Work to be completed
Find "Exercise. Mark the stone wall" in the records that follow; print that line and each subsequent line through the last one, verbatim and with nothing added.

Exercise data
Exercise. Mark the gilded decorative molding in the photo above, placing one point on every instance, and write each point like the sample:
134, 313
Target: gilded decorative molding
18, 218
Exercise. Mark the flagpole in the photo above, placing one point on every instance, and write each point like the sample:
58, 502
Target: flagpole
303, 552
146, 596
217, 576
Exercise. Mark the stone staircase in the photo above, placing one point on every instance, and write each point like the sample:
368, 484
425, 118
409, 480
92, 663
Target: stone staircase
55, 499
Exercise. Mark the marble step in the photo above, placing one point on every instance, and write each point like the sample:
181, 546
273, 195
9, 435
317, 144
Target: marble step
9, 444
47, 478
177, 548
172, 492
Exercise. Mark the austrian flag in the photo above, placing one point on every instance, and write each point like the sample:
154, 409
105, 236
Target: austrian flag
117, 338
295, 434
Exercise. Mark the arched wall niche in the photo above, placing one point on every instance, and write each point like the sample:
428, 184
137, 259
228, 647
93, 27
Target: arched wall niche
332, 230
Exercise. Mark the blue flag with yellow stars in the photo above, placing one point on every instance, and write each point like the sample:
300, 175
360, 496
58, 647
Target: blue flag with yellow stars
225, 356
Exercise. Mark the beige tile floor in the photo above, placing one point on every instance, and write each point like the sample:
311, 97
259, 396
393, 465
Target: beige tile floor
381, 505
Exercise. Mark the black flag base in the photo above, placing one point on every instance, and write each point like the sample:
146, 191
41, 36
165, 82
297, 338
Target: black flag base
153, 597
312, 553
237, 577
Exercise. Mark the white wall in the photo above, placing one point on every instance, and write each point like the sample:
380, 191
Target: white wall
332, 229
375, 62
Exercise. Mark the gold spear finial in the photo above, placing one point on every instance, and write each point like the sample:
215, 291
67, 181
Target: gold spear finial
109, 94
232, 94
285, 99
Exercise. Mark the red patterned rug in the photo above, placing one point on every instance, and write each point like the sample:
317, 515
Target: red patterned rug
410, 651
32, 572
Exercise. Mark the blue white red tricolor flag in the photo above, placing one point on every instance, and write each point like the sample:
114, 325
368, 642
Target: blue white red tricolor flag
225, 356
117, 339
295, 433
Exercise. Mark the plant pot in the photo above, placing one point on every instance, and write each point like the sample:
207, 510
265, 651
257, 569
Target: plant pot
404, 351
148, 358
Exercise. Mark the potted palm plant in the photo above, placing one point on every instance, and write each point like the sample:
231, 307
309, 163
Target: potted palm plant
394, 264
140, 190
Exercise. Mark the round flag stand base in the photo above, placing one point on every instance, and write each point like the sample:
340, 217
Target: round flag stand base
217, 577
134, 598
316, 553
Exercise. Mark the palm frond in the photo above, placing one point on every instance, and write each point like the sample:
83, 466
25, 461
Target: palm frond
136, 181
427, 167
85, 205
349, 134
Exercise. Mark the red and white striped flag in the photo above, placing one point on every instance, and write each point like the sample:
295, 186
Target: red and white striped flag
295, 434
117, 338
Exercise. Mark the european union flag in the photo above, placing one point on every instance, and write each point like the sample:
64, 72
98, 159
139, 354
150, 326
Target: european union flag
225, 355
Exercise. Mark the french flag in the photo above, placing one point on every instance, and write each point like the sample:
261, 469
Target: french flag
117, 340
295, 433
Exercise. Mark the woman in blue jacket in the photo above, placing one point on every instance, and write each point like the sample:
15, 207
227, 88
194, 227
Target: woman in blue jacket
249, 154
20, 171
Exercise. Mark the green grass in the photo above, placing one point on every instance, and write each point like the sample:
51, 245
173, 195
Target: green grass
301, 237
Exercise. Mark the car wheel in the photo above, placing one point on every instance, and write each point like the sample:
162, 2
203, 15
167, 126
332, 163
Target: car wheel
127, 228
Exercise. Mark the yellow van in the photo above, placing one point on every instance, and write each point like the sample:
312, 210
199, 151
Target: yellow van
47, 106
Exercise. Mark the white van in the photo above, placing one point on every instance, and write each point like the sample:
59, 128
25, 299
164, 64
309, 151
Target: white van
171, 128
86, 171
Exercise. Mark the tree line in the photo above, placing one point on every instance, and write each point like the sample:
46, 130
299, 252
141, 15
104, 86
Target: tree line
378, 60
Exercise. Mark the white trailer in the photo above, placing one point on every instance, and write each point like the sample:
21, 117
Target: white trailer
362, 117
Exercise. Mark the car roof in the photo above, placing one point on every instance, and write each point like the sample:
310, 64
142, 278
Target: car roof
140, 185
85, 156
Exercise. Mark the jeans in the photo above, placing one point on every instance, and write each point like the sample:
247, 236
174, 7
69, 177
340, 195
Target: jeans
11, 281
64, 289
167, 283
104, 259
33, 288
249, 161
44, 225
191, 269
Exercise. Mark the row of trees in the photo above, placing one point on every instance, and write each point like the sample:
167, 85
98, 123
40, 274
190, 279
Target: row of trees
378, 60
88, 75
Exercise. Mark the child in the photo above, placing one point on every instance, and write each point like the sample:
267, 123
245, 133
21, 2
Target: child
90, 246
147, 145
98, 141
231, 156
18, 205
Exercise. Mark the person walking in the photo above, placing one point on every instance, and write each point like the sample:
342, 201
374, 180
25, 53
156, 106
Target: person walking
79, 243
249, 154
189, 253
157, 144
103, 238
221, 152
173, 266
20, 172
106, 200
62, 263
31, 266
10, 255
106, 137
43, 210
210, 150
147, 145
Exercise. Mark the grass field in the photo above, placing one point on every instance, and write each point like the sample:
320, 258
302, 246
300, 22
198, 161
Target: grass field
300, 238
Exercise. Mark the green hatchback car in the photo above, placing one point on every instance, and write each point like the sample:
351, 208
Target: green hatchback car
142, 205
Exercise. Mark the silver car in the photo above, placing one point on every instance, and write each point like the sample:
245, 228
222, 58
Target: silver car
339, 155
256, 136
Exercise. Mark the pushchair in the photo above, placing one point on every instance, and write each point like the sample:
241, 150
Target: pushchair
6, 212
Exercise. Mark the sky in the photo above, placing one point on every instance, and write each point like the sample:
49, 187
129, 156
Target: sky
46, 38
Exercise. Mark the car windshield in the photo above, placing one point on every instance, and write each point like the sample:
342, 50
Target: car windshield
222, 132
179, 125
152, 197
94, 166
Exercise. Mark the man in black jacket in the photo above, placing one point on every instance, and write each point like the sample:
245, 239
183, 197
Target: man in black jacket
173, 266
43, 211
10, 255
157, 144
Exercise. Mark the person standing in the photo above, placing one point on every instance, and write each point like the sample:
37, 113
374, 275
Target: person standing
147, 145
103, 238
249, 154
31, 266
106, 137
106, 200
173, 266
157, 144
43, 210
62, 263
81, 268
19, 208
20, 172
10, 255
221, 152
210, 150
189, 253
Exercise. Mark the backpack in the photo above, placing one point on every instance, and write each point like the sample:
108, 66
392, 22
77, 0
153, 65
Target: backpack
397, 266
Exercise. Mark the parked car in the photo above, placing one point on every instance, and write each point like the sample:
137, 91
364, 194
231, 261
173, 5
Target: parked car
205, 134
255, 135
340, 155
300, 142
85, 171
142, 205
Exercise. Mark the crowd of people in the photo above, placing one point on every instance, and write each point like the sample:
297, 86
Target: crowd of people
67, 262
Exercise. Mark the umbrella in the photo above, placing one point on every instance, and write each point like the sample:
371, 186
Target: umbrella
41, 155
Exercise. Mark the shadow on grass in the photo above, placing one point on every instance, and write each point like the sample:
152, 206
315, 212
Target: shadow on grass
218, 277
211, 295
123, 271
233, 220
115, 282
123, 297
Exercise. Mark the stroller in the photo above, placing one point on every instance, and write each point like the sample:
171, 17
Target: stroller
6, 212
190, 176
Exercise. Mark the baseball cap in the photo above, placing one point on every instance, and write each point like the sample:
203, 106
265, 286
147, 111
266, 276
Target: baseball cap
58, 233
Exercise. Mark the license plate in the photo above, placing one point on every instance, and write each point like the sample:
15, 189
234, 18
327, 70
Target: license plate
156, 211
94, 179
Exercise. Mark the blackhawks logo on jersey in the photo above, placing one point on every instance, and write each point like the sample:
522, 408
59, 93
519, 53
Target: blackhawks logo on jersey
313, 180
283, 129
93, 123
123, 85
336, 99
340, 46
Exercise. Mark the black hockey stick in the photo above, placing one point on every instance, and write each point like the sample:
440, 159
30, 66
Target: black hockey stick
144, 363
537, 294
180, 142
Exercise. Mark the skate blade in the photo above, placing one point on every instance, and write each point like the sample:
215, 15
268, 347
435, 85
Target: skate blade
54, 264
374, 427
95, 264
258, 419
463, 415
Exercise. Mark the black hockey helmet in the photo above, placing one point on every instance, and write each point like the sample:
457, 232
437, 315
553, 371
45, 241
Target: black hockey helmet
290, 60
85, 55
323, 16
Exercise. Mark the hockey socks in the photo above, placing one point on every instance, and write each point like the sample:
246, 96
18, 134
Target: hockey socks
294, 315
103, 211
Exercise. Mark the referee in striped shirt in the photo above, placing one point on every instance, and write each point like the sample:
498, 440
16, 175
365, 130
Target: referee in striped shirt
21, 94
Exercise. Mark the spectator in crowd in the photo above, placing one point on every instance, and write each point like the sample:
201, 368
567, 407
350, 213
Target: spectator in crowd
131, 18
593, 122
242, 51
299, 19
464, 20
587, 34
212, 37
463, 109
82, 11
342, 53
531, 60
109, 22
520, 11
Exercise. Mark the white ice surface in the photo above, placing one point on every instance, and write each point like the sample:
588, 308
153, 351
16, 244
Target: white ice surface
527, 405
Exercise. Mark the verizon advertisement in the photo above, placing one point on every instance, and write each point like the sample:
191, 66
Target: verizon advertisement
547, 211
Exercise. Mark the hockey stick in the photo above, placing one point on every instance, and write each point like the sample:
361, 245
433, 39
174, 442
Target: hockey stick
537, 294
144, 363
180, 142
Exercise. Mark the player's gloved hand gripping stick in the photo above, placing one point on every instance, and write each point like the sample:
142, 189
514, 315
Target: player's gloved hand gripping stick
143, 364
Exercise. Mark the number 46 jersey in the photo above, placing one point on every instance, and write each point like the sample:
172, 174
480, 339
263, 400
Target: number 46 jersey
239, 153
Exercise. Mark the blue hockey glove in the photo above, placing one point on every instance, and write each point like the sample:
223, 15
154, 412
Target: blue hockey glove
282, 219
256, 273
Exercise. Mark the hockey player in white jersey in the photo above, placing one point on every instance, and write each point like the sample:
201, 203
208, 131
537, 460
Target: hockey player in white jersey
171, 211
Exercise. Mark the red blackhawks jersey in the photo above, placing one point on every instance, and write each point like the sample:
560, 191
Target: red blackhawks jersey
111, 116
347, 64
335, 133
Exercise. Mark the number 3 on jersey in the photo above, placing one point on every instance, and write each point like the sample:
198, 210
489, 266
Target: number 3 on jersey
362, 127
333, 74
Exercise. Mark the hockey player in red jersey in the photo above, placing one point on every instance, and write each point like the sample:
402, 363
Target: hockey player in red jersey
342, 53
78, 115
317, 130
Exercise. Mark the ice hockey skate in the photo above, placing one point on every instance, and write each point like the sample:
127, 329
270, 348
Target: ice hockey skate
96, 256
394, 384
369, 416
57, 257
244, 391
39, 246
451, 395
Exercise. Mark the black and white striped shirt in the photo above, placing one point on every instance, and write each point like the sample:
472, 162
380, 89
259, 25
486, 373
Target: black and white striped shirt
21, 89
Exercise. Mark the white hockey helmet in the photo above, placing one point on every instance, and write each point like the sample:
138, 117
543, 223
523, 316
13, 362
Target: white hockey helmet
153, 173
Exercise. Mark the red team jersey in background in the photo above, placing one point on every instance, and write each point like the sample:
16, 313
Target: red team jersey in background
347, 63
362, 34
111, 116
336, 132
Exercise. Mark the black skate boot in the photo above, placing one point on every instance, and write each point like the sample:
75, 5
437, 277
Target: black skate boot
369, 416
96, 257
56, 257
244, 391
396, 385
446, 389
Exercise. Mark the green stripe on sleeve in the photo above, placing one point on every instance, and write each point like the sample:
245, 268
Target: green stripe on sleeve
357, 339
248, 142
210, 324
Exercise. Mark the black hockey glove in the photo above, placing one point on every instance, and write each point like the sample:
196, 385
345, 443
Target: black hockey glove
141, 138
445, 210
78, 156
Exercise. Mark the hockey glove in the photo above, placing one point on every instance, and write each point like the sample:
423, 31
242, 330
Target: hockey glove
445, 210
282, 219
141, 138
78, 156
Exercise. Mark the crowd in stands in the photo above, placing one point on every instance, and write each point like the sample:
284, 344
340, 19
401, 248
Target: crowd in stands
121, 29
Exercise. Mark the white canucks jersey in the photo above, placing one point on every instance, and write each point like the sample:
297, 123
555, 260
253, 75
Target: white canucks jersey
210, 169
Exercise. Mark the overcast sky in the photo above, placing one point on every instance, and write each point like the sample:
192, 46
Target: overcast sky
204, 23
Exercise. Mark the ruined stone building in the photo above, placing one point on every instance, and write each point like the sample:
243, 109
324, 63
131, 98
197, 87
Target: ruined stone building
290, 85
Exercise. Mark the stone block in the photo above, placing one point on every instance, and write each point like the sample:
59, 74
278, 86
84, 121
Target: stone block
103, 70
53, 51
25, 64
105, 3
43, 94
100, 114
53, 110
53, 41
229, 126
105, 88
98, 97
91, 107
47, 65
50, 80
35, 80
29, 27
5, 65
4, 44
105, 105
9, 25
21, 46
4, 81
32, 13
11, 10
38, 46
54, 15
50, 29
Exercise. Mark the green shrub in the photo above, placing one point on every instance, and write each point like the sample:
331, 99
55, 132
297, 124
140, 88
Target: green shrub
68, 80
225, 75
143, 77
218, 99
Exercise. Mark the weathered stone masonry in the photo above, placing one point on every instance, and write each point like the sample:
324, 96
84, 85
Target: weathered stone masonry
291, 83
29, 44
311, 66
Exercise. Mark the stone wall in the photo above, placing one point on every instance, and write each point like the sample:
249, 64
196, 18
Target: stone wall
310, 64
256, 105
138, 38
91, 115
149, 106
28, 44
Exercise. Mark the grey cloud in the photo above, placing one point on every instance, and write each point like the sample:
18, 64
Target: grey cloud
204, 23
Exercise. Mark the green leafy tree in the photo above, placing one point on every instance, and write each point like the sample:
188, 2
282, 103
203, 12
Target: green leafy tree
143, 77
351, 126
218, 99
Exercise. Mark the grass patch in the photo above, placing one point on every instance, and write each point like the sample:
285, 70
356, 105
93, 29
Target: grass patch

The answer
Exercise. Mark the stone wall in the photo above, placing one point on every instance, and write each point like the sample:
249, 64
196, 18
Target: stone wall
310, 64
256, 105
138, 38
91, 115
149, 106
28, 44
Exercise. Mark the grey cloud in the photo above, placing one point on every instance, and write each point like the sample:
18, 64
Target: grey cloud
204, 23
Exercise. Mark the green leafy tree in the photo above, placing one point on every instance, and write each point like the sample:
188, 2
282, 103
203, 12
Target: green leafy tree
143, 77
351, 126
218, 99
Exercise. Mark the grass patch in the photo above, placing one point on every instance, and write each point like the sample:
285, 70
356, 105
93, 29
Target: grass patch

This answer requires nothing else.